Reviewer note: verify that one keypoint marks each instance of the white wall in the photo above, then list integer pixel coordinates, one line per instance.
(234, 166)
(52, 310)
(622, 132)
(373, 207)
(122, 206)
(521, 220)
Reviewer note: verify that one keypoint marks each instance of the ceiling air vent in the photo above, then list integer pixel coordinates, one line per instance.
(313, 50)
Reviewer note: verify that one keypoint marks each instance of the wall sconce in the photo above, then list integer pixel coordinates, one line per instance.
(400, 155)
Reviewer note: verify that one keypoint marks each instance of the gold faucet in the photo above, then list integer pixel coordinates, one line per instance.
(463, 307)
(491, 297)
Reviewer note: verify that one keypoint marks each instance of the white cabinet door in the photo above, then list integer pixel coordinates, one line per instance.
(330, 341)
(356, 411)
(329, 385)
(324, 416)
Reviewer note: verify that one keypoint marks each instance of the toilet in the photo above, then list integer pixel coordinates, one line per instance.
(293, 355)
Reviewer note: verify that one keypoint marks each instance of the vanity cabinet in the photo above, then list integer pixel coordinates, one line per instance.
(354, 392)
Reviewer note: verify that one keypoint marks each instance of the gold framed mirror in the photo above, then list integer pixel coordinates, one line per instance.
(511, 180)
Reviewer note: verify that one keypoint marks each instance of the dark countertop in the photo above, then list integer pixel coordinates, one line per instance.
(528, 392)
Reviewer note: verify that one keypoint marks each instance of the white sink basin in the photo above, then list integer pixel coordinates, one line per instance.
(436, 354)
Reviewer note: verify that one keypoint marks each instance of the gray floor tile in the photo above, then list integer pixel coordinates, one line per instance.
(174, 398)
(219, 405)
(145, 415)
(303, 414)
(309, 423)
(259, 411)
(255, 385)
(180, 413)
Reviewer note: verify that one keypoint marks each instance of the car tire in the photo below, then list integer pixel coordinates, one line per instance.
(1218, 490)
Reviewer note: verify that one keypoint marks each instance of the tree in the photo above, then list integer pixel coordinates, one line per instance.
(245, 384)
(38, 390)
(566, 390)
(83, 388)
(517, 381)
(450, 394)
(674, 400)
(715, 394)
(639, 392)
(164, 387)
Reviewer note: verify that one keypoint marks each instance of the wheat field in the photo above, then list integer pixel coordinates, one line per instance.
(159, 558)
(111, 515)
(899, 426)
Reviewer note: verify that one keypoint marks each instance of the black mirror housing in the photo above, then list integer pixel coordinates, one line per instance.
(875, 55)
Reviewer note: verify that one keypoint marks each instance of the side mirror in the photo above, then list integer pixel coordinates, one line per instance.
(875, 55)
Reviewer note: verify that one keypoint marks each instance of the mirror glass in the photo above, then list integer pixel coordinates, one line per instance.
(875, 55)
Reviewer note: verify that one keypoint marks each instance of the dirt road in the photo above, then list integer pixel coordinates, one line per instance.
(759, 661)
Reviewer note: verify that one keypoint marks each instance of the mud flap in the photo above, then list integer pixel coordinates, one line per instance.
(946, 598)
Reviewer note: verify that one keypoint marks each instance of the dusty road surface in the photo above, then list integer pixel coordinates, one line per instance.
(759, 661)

= Requisitos del problema =
Organiza todas las líneas de los registros anteriores como una lista JSON de cadenas, con una cadena por línea y sin incluir las líneas en blanco.

= Respuesta correspondiente =
[
  "Reviewer note: verify that one keypoint marks each instance of the white wall in the photo above, then list integer pixel coordinates, one line per instance.",
  "(234, 166)",
  "(52, 310)",
  "(622, 132)",
  "(373, 207)",
  "(122, 206)",
  "(521, 220)",
  "Reviewer note: verify that one keypoint marks each instance of the ceiling air vent in the photo above, then list integer pixel coordinates, one line per instance.",
  "(313, 50)",
  "Reviewer note: verify that one keypoint marks each instance of the wall sconce in the photo above, then list integer pixel coordinates, one line per instance.",
  "(400, 155)",
  "Reviewer note: verify that one keypoint marks each instance of the gold faucet in the photo above, then list integer pixel coordinates, one line per instance.",
  "(463, 307)",
  "(491, 297)",
  "Reviewer note: verify that one keypoint marks each instance of the white cabinet door in the photo above, then list integer pixel coordinates, one line per instance.",
  "(330, 341)",
  "(356, 411)",
  "(329, 385)",
  "(324, 416)",
  "Reviewer note: verify that one keypoint marks each instance of the toilet in the photo above, then list integer pixel coordinates, one line per instance.",
  "(293, 355)",
  "Reviewer note: verify that one keypoint marks each instance of the vanity cabinet in the photo above, then list integer pixel coordinates, one line per instance.",
  "(354, 392)",
  "Reviewer note: verify that one keypoint marks each instance of the gold framed mirror in the photo above, then list integer pixel coordinates, one line per instance.",
  "(511, 180)",
  "Reviewer note: verify that one keypoint marks each instance of the dark countertop in the photo above, then list integer pixel coordinates, one line per instance.",
  "(528, 392)",
  "Reviewer note: verify that one keypoint marks each instance of the white sink basin in the photo above, then list integer pixel coordinates, one line per instance.",
  "(436, 354)",
  "Reviewer note: verify that one keypoint marks each instance of the gray floor tile in the photo above, then list integer pixel coordinates, one line per instance.",
  "(174, 398)",
  "(219, 405)",
  "(145, 415)",
  "(303, 414)",
  "(309, 423)",
  "(259, 411)",
  "(255, 385)",
  "(180, 413)",
  "Reviewer note: verify that one keypoint marks each instance of the car tire in the photo below, then list integer pixel coordinates, one line per instance.",
  "(1218, 490)",
  "Reviewer note: verify that one keypoint marks each instance of the tree in the photo above, then list integer pixel coordinates, one line per instance.",
  "(245, 384)",
  "(38, 390)",
  "(566, 390)",
  "(83, 388)",
  "(517, 381)",
  "(450, 394)",
  "(674, 400)",
  "(715, 394)",
  "(639, 392)",
  "(164, 387)",
  "Reviewer note: verify that one keypoint marks each instance of the wheat field in the photo above, then list integer pixel coordinates, one line per instance.",
  "(159, 558)",
  "(111, 515)",
  "(899, 426)",
  "Reviewer note: verify that one keypoint marks each instance of the black mirror housing in the photo above, then list integer pixel coordinates, one line per instance.",
  "(875, 55)",
  "Reviewer note: verify that one keypoint marks each instance of the side mirror in the photo above, then list integer pixel coordinates, one line per instance.",
  "(875, 55)",
  "Reviewer note: verify that one keypoint marks each instance of the mirror glass in the photo above, then list integer pixel coordinates, one line per instance.",
  "(875, 55)",
  "Reviewer note: verify that one keypoint marks each instance of the dirt road in the photo above, then list integer pixel coordinates, one line per instance.",
  "(759, 661)",
  "Reviewer note: verify that one keypoint marks each instance of the mud flap in the photo above, then list integer pixel coordinates, one line per instance.",
  "(946, 598)",
  "Reviewer note: verify that one keypoint marks each instance of the dusty road surface in the photo above, then list integer pixel coordinates, one line per instance.",
  "(759, 661)"
]